* _Object pointing dataset rows_
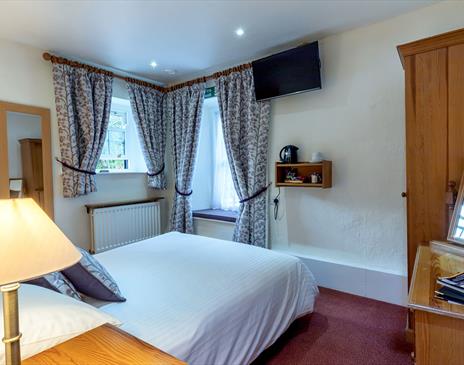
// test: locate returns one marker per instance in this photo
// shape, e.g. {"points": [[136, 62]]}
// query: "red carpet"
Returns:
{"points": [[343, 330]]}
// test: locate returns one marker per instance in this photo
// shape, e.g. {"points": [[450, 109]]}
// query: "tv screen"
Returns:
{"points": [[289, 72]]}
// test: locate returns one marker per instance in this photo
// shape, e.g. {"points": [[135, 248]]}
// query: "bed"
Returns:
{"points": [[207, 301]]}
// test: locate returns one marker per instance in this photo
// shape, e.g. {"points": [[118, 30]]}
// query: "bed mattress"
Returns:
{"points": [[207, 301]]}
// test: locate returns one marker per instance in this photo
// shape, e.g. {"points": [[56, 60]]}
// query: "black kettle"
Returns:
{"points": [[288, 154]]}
...
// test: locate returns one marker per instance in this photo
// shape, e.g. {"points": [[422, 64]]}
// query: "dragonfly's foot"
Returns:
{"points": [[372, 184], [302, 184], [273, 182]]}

* _Exercise requirements_
Count the lines in the data above that contain the string "shape". Reply with the number only.

* _Solution to the exercise_
6